(Items from a dataset)

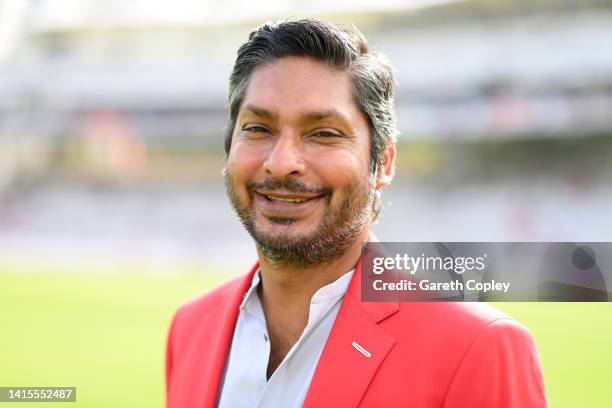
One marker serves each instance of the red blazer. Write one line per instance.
(422, 354)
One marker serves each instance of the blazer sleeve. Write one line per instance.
(500, 369)
(169, 355)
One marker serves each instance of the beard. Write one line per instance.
(337, 229)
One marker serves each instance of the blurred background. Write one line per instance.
(112, 205)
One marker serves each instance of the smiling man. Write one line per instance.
(310, 144)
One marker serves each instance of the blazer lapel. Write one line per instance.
(357, 345)
(213, 347)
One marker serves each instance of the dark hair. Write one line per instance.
(341, 48)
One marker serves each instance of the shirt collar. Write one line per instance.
(327, 293)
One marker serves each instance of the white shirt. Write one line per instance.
(244, 383)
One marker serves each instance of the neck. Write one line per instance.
(286, 291)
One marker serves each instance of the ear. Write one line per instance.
(386, 170)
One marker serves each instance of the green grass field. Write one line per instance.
(105, 334)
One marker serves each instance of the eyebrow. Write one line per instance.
(264, 113)
(309, 117)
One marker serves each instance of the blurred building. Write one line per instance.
(505, 109)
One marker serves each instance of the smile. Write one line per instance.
(287, 204)
(286, 199)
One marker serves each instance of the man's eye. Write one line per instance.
(255, 129)
(326, 134)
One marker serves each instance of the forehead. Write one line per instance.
(293, 85)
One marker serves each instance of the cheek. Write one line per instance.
(242, 164)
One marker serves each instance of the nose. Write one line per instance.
(286, 157)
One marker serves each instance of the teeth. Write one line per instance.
(289, 200)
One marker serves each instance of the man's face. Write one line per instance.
(297, 171)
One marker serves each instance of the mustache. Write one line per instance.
(289, 185)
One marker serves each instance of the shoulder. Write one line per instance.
(450, 329)
(209, 303)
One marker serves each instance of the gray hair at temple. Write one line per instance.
(342, 48)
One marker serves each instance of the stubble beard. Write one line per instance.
(337, 230)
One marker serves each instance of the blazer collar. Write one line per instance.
(356, 347)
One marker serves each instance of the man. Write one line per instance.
(310, 144)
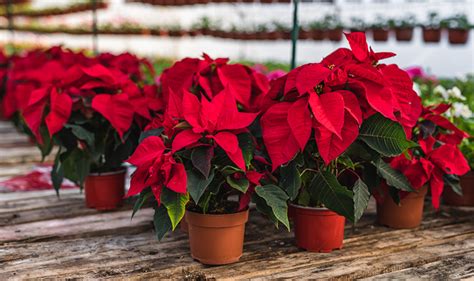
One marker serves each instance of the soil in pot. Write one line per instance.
(458, 36)
(467, 199)
(216, 239)
(406, 215)
(404, 34)
(317, 229)
(105, 191)
(431, 35)
(380, 35)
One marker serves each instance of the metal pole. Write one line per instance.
(294, 33)
(94, 27)
(11, 26)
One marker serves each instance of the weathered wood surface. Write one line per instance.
(42, 236)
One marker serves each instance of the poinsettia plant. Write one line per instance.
(333, 121)
(203, 151)
(92, 108)
(437, 161)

#### Instructions to follow:
Transcribe exactly the lines that go from the one holding "One marker serves each instance of the smile." through the last line of the entries, both included, and nothing besides them. Do not include any pictures.

#### Solution:
One marker serves each instance of the smile. Write one line per instance.
(287, 204)
(286, 199)
One marker serves each instance of the man's eye. Write one line per instance.
(255, 129)
(326, 134)
One marker serves each instance of the forehead. Write one line per instance.
(293, 85)
One marker serves each instance of the cheek. Write one line per instance.
(242, 164)
One marker serves each instance of the nose. Write one line per instance.
(286, 157)
One marker serves each instance of the teeth. Write one line per instance.
(289, 200)
One marker serves each instance of the man's face. Write one line per instance.
(297, 171)
One marker serves each instance of the mustache. Write one line per instance.
(289, 185)
One marker serves each instance of the shoulder. Write one line per instance.
(450, 329)
(209, 303)
One marker serves each instance of the gray hair at temple. Write one line per instance.
(342, 48)
One marker serves each instance of the stubble beard. Write one line per instance.
(337, 230)
One marker serves each instance of the blazer collar. Write one line per instance.
(356, 347)
One marker serves each instance of the man. Write one line per instance.
(310, 144)
One marker serves each instance of the soil in pot. Write one line per instance.
(458, 36)
(467, 199)
(216, 239)
(406, 215)
(404, 34)
(317, 229)
(105, 191)
(431, 35)
(380, 35)
One marker serves each instance of the metal pole. Write one line per instance.
(294, 33)
(94, 27)
(11, 26)
One marker serves each instance of the weathered wood surface. Write one line per instance.
(42, 236)
One marker serves each instance of the poinsettia plant. Write one line per instance.
(333, 121)
(203, 151)
(92, 108)
(437, 161)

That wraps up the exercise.